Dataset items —

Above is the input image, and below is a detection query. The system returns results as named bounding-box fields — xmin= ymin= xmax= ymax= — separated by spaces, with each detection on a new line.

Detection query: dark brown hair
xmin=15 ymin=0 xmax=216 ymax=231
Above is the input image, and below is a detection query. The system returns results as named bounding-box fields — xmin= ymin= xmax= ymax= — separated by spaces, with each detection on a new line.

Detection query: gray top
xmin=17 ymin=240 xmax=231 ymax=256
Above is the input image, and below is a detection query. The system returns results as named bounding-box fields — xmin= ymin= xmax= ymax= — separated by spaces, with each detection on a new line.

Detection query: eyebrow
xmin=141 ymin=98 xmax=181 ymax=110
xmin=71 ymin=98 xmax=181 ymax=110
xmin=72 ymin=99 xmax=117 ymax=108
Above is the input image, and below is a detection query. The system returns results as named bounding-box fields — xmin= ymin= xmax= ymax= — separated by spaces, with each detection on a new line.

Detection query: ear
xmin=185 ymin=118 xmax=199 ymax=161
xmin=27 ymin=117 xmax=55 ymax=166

GIVEN TASK — Rewrite every line of the records above, request lines included, and shift each bounding-box coordinate value in the answers up by 84. Leave the numbers in the requests and their format lines unchanged.

EXPECTED ANSWER —
Above is the input image, and below is a detection query. The system returns results as named bounding-box fields — xmin= ymin= xmax= ymax= — separated by spaces, with each detection on a new line.

Detection query: dark brown hair
xmin=99 ymin=84 xmax=300 ymax=315
Above is the input image, and below is a detection query. The system returns results as named bounding-box fields — xmin= ymin= xmax= ymax= — separated by spaces, with each detection on a new line.

Detection query: gray top
xmin=101 ymin=324 xmax=315 ymax=340
Above is the input image, and below is a detection query. The system returns results as named bounding-box fields — xmin= ymin= xmax= ymax= — separated by spaces, with each detection on a new line.

Detection query: eyebrow
xmin=225 ymin=182 xmax=265 ymax=194
xmin=155 ymin=182 xmax=265 ymax=194
xmin=156 ymin=183 xmax=201 ymax=192
Above is the input image, and below is a detection query. The system returns results as named bounding-box fields — xmin= ymin= xmax= ymax= — separated by spaces, with each detection on a new line.

Detection query: ear
xmin=269 ymin=202 xmax=283 ymax=245
xmin=111 ymin=201 xmax=139 ymax=250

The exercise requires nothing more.